Goal
Reproduce every one of the following entries verbatim, preserving each line without alteration.
═════ Supplied data
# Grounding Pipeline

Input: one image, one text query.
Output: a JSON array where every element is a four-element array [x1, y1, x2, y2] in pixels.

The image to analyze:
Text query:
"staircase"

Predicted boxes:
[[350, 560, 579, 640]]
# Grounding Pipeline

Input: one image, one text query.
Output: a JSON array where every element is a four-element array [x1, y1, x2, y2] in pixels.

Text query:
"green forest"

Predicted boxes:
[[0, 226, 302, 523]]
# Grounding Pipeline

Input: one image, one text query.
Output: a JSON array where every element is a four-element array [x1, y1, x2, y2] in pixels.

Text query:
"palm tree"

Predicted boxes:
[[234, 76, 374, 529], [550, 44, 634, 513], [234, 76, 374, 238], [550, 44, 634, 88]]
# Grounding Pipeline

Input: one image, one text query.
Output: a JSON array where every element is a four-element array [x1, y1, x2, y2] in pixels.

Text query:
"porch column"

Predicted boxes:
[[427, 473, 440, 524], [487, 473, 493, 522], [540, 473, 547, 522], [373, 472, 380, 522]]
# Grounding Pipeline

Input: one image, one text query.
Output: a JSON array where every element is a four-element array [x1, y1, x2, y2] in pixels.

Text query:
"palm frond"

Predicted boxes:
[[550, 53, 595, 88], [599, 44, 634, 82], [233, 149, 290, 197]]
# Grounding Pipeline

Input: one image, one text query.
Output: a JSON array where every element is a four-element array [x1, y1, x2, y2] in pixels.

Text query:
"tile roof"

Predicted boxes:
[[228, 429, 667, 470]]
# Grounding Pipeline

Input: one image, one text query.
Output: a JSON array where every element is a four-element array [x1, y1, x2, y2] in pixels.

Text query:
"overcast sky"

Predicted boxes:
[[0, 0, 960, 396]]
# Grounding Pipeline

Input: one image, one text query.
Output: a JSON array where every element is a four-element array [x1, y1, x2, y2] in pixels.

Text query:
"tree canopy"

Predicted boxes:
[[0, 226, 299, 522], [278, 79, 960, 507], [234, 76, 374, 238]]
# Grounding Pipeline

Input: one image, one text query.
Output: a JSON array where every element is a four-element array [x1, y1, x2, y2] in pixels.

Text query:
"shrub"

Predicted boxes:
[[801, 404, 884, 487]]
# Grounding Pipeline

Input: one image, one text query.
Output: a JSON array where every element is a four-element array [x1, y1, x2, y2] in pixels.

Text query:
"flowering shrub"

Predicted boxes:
══════════
Problem solution
# Grounding Pipeline

Input: one image, one text query.
Output: a JSON array where every element is a four-element array [x1, y1, x2, y2] in pixels.

The image to analyze:
Text query:
"staircase"

Predicted boxes:
[[350, 560, 579, 640]]
# Grounding Pipeline

Input: one image, one text query.
Output: a JSON array where every element is a four-element array [x1, y1, x2, y2] in pixels.

Text query:
"green forest"

Predicted boxes:
[[0, 226, 302, 523]]
# Grounding Pipeline

Input: one image, one text query.
Output: a JSON array where every element is a four-element array [x1, y1, x2, y2] in pixels.

Text query:
"palm tree"

Predicted boxes:
[[234, 76, 374, 529], [550, 44, 634, 513], [234, 76, 374, 238], [550, 44, 634, 88]]
# Grounding Pipeline

Input: one image, one text query.
Output: a JSON array where every element is a four-element array [x1, y1, x2, y2] in pixels.

Text query:
"porch column"

Predicted boxes:
[[427, 473, 440, 524], [487, 473, 493, 522], [540, 473, 547, 522], [373, 472, 380, 522]]
# Grounding Pipeline

Input: one image, one text query.
Output: a JSON array where every element is a four-element array [x1, y1, x2, y2] in pixels.

Text query:
"palm frond"

Predicted boxes:
[[550, 53, 595, 88], [599, 44, 634, 82], [233, 149, 290, 197]]
# Grounding Pipeline

Input: one image, one text query.
Output: a JSON array where every element is a four-element array [x1, y1, x2, y2] in pixels.

Text query:
"tile roof"

Predicted boxes:
[[228, 429, 667, 470]]
# Grounding Pipeline

Input: one image, one text query.
Output: a JSON array where every element is a four-element array [x1, y1, x2, y2] in pixels.

Text query:
"overcast sky"

Predicted boxes:
[[0, 0, 960, 396]]
# Grounding Pipeline

Input: one image, one text query.
Output: a JSON array where every element is a four-element array [x1, y1, x2, y2] in pixels.

Text query:
"tree canopy"

Predicted boxes:
[[0, 226, 299, 522], [278, 79, 960, 507], [234, 76, 374, 238]]
# Grounding Pipeline

Input: one image, one text query.
Output: a JSON array where every element is a four-element array [x1, y1, x2, y2] in pixels.

Text query:
"shrub"

Predicted boxes:
[[801, 404, 884, 487]]
# Grounding Pipeline

Input: one image, one text query.
Output: a JSON array where every element is a four-element array [x1, y1, x2, y2] in pixels.

Text query:
"flowering shrub"

Predicted boxes:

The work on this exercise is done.